TEXT BLOCK —
^^^^
In [15]:
# import necessary libraries
import pandas as pd
import re
from airportsdata import load


In [16]:
# list of continents
continents = ["europe", "asia", "america"]

# load and concatenate data from different continents
europe = pd.read_parquet('../data/data_parquet/europe_data.parquet')
asia = pd.read_parquet('../data/data_parquet/asia_data.parquet')
america = pd.read_parquet('../data/data_parquet/america_data.parquet')


data = pd.concat([europe, asia, america])

In [17]:
# convert 'creation_time' to datetime and correct the format
data['creation_time'] = pd.to_datetime(data['creation_time'], errors='coerce')

# format date and insert next to 'creation_time'
data.insert(data.columns.get_loc('creation_time') + 1, 'formatted_creation_time', data['creation_time'].dt.strftime('%d-%m-%Y %H:%M:%S'))

In [18]:
data['flight_id'] = data["airline_code"].astype(str) + "-" + data['flight_number'].astype(str) + "-" + data['creation_time'].dt.year.astype(str) + "-" + data["flight_date"].astype(str) + "-" + data['creation_time'].dt.month.astype(str)

In [19]:
DROP_COLUMNS = ["flight_date", "id"]
data = data.drop(columns=DROP_COLUMNS)

In [20]:
# get airport information from airportsdata
airport_data = load('IATA')
^^^^
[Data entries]
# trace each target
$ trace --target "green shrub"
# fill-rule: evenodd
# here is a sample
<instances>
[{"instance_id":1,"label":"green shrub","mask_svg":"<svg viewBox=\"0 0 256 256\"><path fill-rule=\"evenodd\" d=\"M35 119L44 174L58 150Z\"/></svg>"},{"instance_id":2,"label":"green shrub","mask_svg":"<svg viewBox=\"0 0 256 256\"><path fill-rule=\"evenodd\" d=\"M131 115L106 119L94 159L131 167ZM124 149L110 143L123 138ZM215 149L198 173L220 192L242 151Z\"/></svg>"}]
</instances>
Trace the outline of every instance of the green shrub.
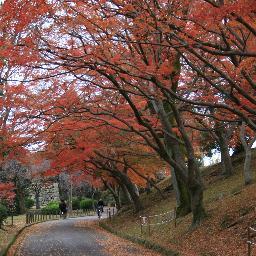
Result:
<instances>
[{"instance_id":1,"label":"green shrub","mask_svg":"<svg viewBox=\"0 0 256 256\"><path fill-rule=\"evenodd\" d=\"M8 210L6 206L0 204L0 227L3 224L3 221L7 219L7 217L8 217Z\"/></svg>"},{"instance_id":2,"label":"green shrub","mask_svg":"<svg viewBox=\"0 0 256 256\"><path fill-rule=\"evenodd\" d=\"M35 205L35 201L32 198L25 198L25 206L27 209L32 208Z\"/></svg>"},{"instance_id":3,"label":"green shrub","mask_svg":"<svg viewBox=\"0 0 256 256\"><path fill-rule=\"evenodd\" d=\"M80 200L78 198L73 198L73 200L72 200L72 209L73 210L80 209Z\"/></svg>"},{"instance_id":4,"label":"green shrub","mask_svg":"<svg viewBox=\"0 0 256 256\"><path fill-rule=\"evenodd\" d=\"M94 200L90 198L84 198L80 201L80 209L83 209L83 210L93 209L94 204L95 204Z\"/></svg>"},{"instance_id":5,"label":"green shrub","mask_svg":"<svg viewBox=\"0 0 256 256\"><path fill-rule=\"evenodd\" d=\"M56 214L59 213L59 202L52 201L47 206L41 209L43 214Z\"/></svg>"}]
</instances>

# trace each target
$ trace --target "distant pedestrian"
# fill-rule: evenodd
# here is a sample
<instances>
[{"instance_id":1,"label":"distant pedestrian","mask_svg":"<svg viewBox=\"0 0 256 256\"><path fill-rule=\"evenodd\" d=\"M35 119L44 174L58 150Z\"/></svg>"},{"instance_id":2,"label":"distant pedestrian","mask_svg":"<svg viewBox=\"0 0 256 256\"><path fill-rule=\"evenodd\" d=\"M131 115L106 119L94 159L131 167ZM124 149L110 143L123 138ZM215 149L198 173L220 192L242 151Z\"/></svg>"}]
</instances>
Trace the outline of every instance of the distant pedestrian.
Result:
<instances>
[{"instance_id":1,"label":"distant pedestrian","mask_svg":"<svg viewBox=\"0 0 256 256\"><path fill-rule=\"evenodd\" d=\"M59 208L60 208L61 216L63 216L63 219L66 219L68 209L67 209L67 204L66 204L65 200L63 200L63 199L61 200L61 202L59 204Z\"/></svg>"},{"instance_id":2,"label":"distant pedestrian","mask_svg":"<svg viewBox=\"0 0 256 256\"><path fill-rule=\"evenodd\" d=\"M103 211L104 211L104 202L102 199L100 199L97 203L97 214L99 218L101 218Z\"/></svg>"}]
</instances>

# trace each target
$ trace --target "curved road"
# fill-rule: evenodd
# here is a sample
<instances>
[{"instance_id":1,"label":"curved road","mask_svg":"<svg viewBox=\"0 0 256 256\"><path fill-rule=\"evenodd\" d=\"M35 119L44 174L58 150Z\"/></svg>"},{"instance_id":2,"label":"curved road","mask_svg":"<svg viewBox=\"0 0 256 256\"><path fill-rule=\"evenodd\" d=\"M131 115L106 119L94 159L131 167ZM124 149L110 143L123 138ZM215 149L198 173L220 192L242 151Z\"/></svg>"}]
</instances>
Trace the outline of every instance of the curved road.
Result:
<instances>
[{"instance_id":1,"label":"curved road","mask_svg":"<svg viewBox=\"0 0 256 256\"><path fill-rule=\"evenodd\" d=\"M16 253L14 253L16 251ZM98 227L96 217L49 221L19 236L9 256L159 256Z\"/></svg>"}]
</instances>

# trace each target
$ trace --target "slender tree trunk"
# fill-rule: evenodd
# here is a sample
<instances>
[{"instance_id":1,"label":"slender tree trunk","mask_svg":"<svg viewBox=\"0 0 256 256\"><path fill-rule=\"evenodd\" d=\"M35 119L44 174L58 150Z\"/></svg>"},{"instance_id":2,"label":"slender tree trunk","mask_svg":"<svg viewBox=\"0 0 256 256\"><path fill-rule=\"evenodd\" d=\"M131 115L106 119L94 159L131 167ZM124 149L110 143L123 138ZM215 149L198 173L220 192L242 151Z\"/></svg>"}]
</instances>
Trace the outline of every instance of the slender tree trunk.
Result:
<instances>
[{"instance_id":1,"label":"slender tree trunk","mask_svg":"<svg viewBox=\"0 0 256 256\"><path fill-rule=\"evenodd\" d=\"M199 225L206 217L203 205L203 189L202 185L197 181L190 182L189 191L191 196L191 209L193 213L193 226Z\"/></svg>"},{"instance_id":2,"label":"slender tree trunk","mask_svg":"<svg viewBox=\"0 0 256 256\"><path fill-rule=\"evenodd\" d=\"M129 194L129 191L127 190L126 186L121 181L119 181L119 184L120 184L121 190L123 192L123 195L125 197L125 200L131 204L132 198L131 198L131 195Z\"/></svg>"},{"instance_id":3,"label":"slender tree trunk","mask_svg":"<svg viewBox=\"0 0 256 256\"><path fill-rule=\"evenodd\" d=\"M228 138L222 129L216 131L216 135L218 137L218 143L220 146L221 162L225 168L223 170L223 174L229 177L234 173L234 168L231 157L229 155Z\"/></svg>"},{"instance_id":4,"label":"slender tree trunk","mask_svg":"<svg viewBox=\"0 0 256 256\"><path fill-rule=\"evenodd\" d=\"M20 208L20 214L24 214L26 212L26 206L25 206L25 196L23 194L22 191L20 191L19 189L17 189L17 201L19 204L19 208Z\"/></svg>"},{"instance_id":5,"label":"slender tree trunk","mask_svg":"<svg viewBox=\"0 0 256 256\"><path fill-rule=\"evenodd\" d=\"M119 197L118 191L116 191L115 187L113 188L110 184L108 184L107 181L103 180L103 183L107 187L107 189L110 191L112 196L114 197L114 200L116 202L117 210L120 210L121 209L121 201L120 201L120 197Z\"/></svg>"},{"instance_id":6,"label":"slender tree trunk","mask_svg":"<svg viewBox=\"0 0 256 256\"><path fill-rule=\"evenodd\" d=\"M251 162L252 162L252 149L251 149L251 147L247 147L247 149L245 149L245 161L244 161L245 185L249 185L253 182Z\"/></svg>"},{"instance_id":7,"label":"slender tree trunk","mask_svg":"<svg viewBox=\"0 0 256 256\"><path fill-rule=\"evenodd\" d=\"M251 168L252 162L252 145L256 141L256 136L251 138L250 142L247 144L245 139L245 122L242 123L240 127L240 140L245 151L245 160L244 160L244 183L249 185L253 182L253 173Z\"/></svg>"}]
</instances>

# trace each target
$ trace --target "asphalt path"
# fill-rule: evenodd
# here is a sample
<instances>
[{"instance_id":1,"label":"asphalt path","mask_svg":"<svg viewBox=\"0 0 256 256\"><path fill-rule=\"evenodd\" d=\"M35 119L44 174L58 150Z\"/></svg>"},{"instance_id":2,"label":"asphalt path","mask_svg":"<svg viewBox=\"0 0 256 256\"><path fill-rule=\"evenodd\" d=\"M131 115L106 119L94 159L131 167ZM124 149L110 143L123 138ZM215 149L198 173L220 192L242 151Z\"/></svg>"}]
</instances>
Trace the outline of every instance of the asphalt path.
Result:
<instances>
[{"instance_id":1,"label":"asphalt path","mask_svg":"<svg viewBox=\"0 0 256 256\"><path fill-rule=\"evenodd\" d=\"M96 217L70 218L36 225L25 236L18 250L19 256L107 256L99 244L101 233L79 227L79 221Z\"/></svg>"},{"instance_id":2,"label":"asphalt path","mask_svg":"<svg viewBox=\"0 0 256 256\"><path fill-rule=\"evenodd\" d=\"M11 256L159 255L102 230L97 225L97 216L33 225L21 234L14 250Z\"/></svg>"}]
</instances>

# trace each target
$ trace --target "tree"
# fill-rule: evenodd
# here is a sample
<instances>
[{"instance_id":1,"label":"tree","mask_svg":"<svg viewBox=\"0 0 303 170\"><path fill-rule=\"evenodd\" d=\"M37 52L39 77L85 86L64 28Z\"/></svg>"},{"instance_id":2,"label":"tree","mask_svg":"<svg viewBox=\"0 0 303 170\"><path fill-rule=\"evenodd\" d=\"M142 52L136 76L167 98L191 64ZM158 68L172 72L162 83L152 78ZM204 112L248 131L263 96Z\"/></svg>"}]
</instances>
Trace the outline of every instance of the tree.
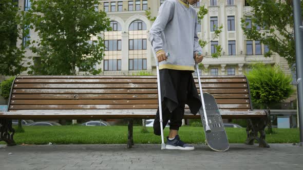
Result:
<instances>
[{"instance_id":1,"label":"tree","mask_svg":"<svg viewBox=\"0 0 303 170\"><path fill-rule=\"evenodd\" d=\"M286 75L279 66L272 67L262 63L252 65L252 70L245 74L250 86L252 100L270 110L271 104L289 97L294 92L291 75ZM270 120L269 131L271 133Z\"/></svg>"},{"instance_id":2,"label":"tree","mask_svg":"<svg viewBox=\"0 0 303 170\"><path fill-rule=\"evenodd\" d=\"M24 25L37 32L39 39L31 41L30 49L40 56L39 66L31 71L42 75L75 75L75 67L93 75L93 65L101 63L103 40L91 40L110 29L104 12L98 10L98 0L37 0L24 12Z\"/></svg>"},{"instance_id":3,"label":"tree","mask_svg":"<svg viewBox=\"0 0 303 170\"><path fill-rule=\"evenodd\" d=\"M15 77L12 77L8 78L1 82L0 84L0 95L3 97L5 100L8 100L9 98L9 95L11 89L13 82L15 79ZM18 120L18 126L16 129L16 132L23 133L24 132L24 129L22 128L22 123L21 120Z\"/></svg>"},{"instance_id":4,"label":"tree","mask_svg":"<svg viewBox=\"0 0 303 170\"><path fill-rule=\"evenodd\" d=\"M275 52L292 66L295 62L292 1L247 1L253 13L241 20L247 39L260 40L268 46L269 51L264 54L265 57ZM303 8L302 1L301 6ZM250 18L251 24L248 22Z\"/></svg>"},{"instance_id":5,"label":"tree","mask_svg":"<svg viewBox=\"0 0 303 170\"><path fill-rule=\"evenodd\" d=\"M17 26L21 23L18 10L16 1L0 1L0 75L13 76L27 69L24 47L17 46L23 35L22 27Z\"/></svg>"}]
</instances>

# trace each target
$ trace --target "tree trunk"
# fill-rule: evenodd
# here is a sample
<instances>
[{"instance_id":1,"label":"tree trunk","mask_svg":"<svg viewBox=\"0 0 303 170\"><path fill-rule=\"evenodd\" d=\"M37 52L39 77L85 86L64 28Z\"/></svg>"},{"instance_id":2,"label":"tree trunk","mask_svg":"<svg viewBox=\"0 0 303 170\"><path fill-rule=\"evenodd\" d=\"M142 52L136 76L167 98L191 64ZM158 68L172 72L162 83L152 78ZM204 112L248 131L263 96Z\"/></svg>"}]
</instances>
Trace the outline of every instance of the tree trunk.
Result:
<instances>
[{"instance_id":1,"label":"tree trunk","mask_svg":"<svg viewBox=\"0 0 303 170\"><path fill-rule=\"evenodd\" d=\"M269 134L271 134L272 132L273 132L272 131L272 118L271 118L271 114L270 114L270 108L269 108L269 107L268 105L267 105L266 107L268 111L270 111L270 112L268 112L268 114L269 114L269 120L268 121L268 132Z\"/></svg>"},{"instance_id":2,"label":"tree trunk","mask_svg":"<svg viewBox=\"0 0 303 170\"><path fill-rule=\"evenodd\" d=\"M17 133L23 133L23 132L25 132L24 131L24 129L22 127L22 120L21 120L21 119L18 120L18 126L17 127L17 129L16 129L16 132L17 132Z\"/></svg>"},{"instance_id":3,"label":"tree trunk","mask_svg":"<svg viewBox=\"0 0 303 170\"><path fill-rule=\"evenodd\" d=\"M146 129L146 120L142 119L142 129L141 130L142 133L147 133L147 129Z\"/></svg>"}]
</instances>

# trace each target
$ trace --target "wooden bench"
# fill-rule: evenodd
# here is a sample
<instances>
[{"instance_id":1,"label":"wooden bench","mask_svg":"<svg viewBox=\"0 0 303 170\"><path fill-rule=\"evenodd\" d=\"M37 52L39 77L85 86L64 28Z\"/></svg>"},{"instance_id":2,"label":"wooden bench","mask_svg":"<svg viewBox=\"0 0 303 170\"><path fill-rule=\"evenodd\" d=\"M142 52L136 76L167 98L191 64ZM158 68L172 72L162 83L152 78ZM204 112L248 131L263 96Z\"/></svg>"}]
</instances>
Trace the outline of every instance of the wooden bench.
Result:
<instances>
[{"instance_id":1,"label":"wooden bench","mask_svg":"<svg viewBox=\"0 0 303 170\"><path fill-rule=\"evenodd\" d=\"M256 139L260 146L269 147L264 133L268 113L252 111L244 76L205 76L201 81L204 92L216 99L222 118L249 119L247 144L253 144ZM132 119L154 118L158 107L157 88L155 76L17 76L8 111L0 113L0 141L15 145L11 119L127 118L127 147L131 147ZM184 118L200 117L191 114L187 109Z\"/></svg>"}]
</instances>

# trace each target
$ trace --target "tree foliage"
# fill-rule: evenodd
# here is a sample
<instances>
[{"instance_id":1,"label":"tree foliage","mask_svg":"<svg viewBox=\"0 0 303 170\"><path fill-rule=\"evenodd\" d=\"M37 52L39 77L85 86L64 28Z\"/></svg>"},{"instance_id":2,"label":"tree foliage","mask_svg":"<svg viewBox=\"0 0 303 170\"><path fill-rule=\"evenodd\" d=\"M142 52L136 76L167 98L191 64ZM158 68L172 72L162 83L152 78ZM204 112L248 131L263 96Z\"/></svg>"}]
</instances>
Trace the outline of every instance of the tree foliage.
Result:
<instances>
[{"instance_id":1,"label":"tree foliage","mask_svg":"<svg viewBox=\"0 0 303 170\"><path fill-rule=\"evenodd\" d=\"M40 56L40 65L31 66L29 74L74 75L75 67L93 75L100 73L105 48L98 36L110 30L105 12L99 11L98 0L37 0L24 12L25 25L37 33L39 40L30 49ZM92 36L98 40L91 40Z\"/></svg>"},{"instance_id":2,"label":"tree foliage","mask_svg":"<svg viewBox=\"0 0 303 170\"><path fill-rule=\"evenodd\" d=\"M13 76L26 70L24 48L17 46L22 39L22 27L16 1L0 1L0 74Z\"/></svg>"},{"instance_id":3,"label":"tree foliage","mask_svg":"<svg viewBox=\"0 0 303 170\"><path fill-rule=\"evenodd\" d=\"M286 75L279 66L256 63L245 75L253 101L264 107L281 102L294 92L291 76Z\"/></svg>"}]
</instances>

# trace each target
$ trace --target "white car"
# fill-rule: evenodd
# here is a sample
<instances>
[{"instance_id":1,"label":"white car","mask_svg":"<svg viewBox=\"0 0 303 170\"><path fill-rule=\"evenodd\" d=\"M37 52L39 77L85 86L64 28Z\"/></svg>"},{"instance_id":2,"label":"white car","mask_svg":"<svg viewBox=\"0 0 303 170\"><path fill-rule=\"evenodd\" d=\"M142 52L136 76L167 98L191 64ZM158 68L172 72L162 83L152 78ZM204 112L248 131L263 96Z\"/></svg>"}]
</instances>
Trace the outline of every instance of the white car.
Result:
<instances>
[{"instance_id":1,"label":"white car","mask_svg":"<svg viewBox=\"0 0 303 170\"><path fill-rule=\"evenodd\" d=\"M154 121L155 119L147 119L146 120L146 127L153 127L154 125ZM169 120L167 122L167 124L165 126L165 127L169 127L169 125L168 123L169 123Z\"/></svg>"}]
</instances>

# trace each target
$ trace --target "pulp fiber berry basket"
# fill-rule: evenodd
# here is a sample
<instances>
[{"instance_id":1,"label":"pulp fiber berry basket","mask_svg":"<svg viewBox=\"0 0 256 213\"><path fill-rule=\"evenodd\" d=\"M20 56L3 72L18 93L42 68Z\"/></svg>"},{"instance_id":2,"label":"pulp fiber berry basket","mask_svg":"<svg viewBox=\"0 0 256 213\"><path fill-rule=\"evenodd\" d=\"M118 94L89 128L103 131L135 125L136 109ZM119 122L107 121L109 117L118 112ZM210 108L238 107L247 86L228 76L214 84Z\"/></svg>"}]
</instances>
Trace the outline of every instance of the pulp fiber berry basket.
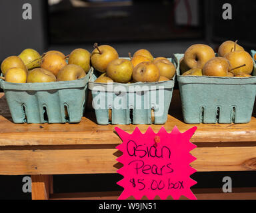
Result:
<instances>
[{"instance_id":1,"label":"pulp fiber berry basket","mask_svg":"<svg viewBox=\"0 0 256 213\"><path fill-rule=\"evenodd\" d=\"M83 79L12 83L0 79L15 123L75 123L83 114L91 71Z\"/></svg>"},{"instance_id":2,"label":"pulp fiber berry basket","mask_svg":"<svg viewBox=\"0 0 256 213\"><path fill-rule=\"evenodd\" d=\"M184 121L189 124L247 123L256 95L256 69L246 78L181 76L175 54Z\"/></svg>"},{"instance_id":3,"label":"pulp fiber berry basket","mask_svg":"<svg viewBox=\"0 0 256 213\"><path fill-rule=\"evenodd\" d=\"M97 83L96 79L92 73L89 89L98 124L161 124L167 121L175 77L167 81L131 84Z\"/></svg>"}]
</instances>

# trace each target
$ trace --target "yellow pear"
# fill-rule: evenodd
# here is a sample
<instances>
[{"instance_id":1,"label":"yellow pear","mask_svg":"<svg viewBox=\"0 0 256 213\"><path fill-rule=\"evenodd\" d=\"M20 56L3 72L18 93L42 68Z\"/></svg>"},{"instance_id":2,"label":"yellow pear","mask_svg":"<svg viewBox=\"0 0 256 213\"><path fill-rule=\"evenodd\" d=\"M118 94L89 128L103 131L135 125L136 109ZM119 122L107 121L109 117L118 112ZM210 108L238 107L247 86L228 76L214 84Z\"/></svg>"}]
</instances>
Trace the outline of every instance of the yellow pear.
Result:
<instances>
[{"instance_id":1,"label":"yellow pear","mask_svg":"<svg viewBox=\"0 0 256 213\"><path fill-rule=\"evenodd\" d=\"M5 73L5 81L11 83L26 83L27 72L21 68L10 68Z\"/></svg>"},{"instance_id":2,"label":"yellow pear","mask_svg":"<svg viewBox=\"0 0 256 213\"><path fill-rule=\"evenodd\" d=\"M25 71L26 73L27 72L23 61L17 56L10 56L3 60L1 64L1 70L4 76L5 76L7 71L13 67L21 68Z\"/></svg>"},{"instance_id":3,"label":"yellow pear","mask_svg":"<svg viewBox=\"0 0 256 213\"><path fill-rule=\"evenodd\" d=\"M95 83L113 83L113 80L111 78L103 76L97 78L95 81Z\"/></svg>"},{"instance_id":4,"label":"yellow pear","mask_svg":"<svg viewBox=\"0 0 256 213\"><path fill-rule=\"evenodd\" d=\"M26 49L23 50L19 57L23 61L27 69L40 67L41 57L35 50Z\"/></svg>"},{"instance_id":5,"label":"yellow pear","mask_svg":"<svg viewBox=\"0 0 256 213\"><path fill-rule=\"evenodd\" d=\"M43 68L35 68L29 71L27 83L47 83L56 81L56 77L51 71Z\"/></svg>"},{"instance_id":6,"label":"yellow pear","mask_svg":"<svg viewBox=\"0 0 256 213\"><path fill-rule=\"evenodd\" d=\"M76 65L67 65L63 67L57 75L57 81L73 81L85 77L83 69Z\"/></svg>"},{"instance_id":7,"label":"yellow pear","mask_svg":"<svg viewBox=\"0 0 256 213\"><path fill-rule=\"evenodd\" d=\"M196 75L196 76L202 76L202 70L201 69L198 68L194 68L191 69L187 72L185 72L183 75L183 76L187 76L187 75Z\"/></svg>"},{"instance_id":8,"label":"yellow pear","mask_svg":"<svg viewBox=\"0 0 256 213\"><path fill-rule=\"evenodd\" d=\"M69 65L77 65L87 73L91 69L91 53L86 49L79 48L73 50L69 55Z\"/></svg>"}]
</instances>

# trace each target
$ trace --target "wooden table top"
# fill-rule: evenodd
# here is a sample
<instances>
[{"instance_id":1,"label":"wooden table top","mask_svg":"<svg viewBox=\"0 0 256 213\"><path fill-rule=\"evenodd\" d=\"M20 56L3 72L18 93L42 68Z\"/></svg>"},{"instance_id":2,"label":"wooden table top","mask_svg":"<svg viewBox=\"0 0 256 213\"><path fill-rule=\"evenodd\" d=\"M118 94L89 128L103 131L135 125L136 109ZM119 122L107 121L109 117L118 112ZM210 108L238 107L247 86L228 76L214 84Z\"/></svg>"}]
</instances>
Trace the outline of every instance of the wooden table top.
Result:
<instances>
[{"instance_id":1,"label":"wooden table top","mask_svg":"<svg viewBox=\"0 0 256 213\"><path fill-rule=\"evenodd\" d=\"M168 120L164 125L152 124L157 132L163 126L170 132L177 126L181 132L197 126L193 142L256 141L256 113L248 124L187 124L183 122L178 91L173 92ZM116 125L98 125L90 107L78 124L14 124L3 93L0 93L0 146L77 145L119 144ZM149 125L118 125L131 133L136 126L145 132Z\"/></svg>"}]
</instances>

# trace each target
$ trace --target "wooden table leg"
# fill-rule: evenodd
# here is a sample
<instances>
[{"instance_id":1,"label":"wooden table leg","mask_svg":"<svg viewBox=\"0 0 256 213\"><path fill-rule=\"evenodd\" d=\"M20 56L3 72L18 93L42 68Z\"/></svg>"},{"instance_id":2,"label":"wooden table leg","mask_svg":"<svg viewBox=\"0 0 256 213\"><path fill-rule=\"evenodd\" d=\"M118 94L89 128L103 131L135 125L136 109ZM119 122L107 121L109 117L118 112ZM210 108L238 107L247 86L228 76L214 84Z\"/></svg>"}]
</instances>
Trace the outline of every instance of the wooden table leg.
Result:
<instances>
[{"instance_id":1,"label":"wooden table leg","mask_svg":"<svg viewBox=\"0 0 256 213\"><path fill-rule=\"evenodd\" d=\"M53 193L53 176L31 175L32 200L48 200Z\"/></svg>"}]
</instances>

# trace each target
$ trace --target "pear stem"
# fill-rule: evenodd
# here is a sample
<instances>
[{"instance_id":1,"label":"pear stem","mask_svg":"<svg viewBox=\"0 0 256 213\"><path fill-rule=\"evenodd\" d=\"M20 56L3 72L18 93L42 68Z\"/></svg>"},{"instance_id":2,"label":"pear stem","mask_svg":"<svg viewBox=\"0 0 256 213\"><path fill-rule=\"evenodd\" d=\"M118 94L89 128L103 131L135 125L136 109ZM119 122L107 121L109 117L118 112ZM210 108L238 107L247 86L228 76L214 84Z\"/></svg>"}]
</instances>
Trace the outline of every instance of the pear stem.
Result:
<instances>
[{"instance_id":1,"label":"pear stem","mask_svg":"<svg viewBox=\"0 0 256 213\"><path fill-rule=\"evenodd\" d=\"M235 41L235 45L234 45L234 52L236 51L237 49L237 43L238 40Z\"/></svg>"},{"instance_id":2,"label":"pear stem","mask_svg":"<svg viewBox=\"0 0 256 213\"><path fill-rule=\"evenodd\" d=\"M99 54L102 54L101 50L99 48L98 43L94 43L93 48L97 48L97 49L98 50Z\"/></svg>"},{"instance_id":3,"label":"pear stem","mask_svg":"<svg viewBox=\"0 0 256 213\"><path fill-rule=\"evenodd\" d=\"M40 59L41 59L42 58L43 58L43 56L41 56L40 58L38 58L38 59L35 59L35 60L33 60L33 61L31 61L31 62L29 62L29 63L26 63L25 65L27 66L27 65L29 65L29 64L31 64L31 63L33 63L33 62L37 61L38 61L38 60L40 60Z\"/></svg>"},{"instance_id":4,"label":"pear stem","mask_svg":"<svg viewBox=\"0 0 256 213\"><path fill-rule=\"evenodd\" d=\"M239 68L241 68L241 67L245 67L245 66L246 66L246 65L244 64L244 65L241 65L241 66L239 66L239 67L237 67L233 68L233 69L231 69L229 71L229 72L230 72L230 71L233 71L233 70L235 70L235 69L239 69Z\"/></svg>"},{"instance_id":5,"label":"pear stem","mask_svg":"<svg viewBox=\"0 0 256 213\"><path fill-rule=\"evenodd\" d=\"M128 55L129 55L129 57L130 58L130 59L131 60L131 53L128 53Z\"/></svg>"}]
</instances>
^^^^
TO DO —
Answer these questions about the notebook code above:
(a) Which three continents' parquet files are loaded and combined?
(b) What format string is used to fill the 'formatted_creation_time' column?
(c) Which columns are dropped from the data?

PROBLEM SOLUTION —
(a) Europe, Asia and America.
(b) '%d-%m-%Y %H:%M:%S'
(c) "flight_date" and "id".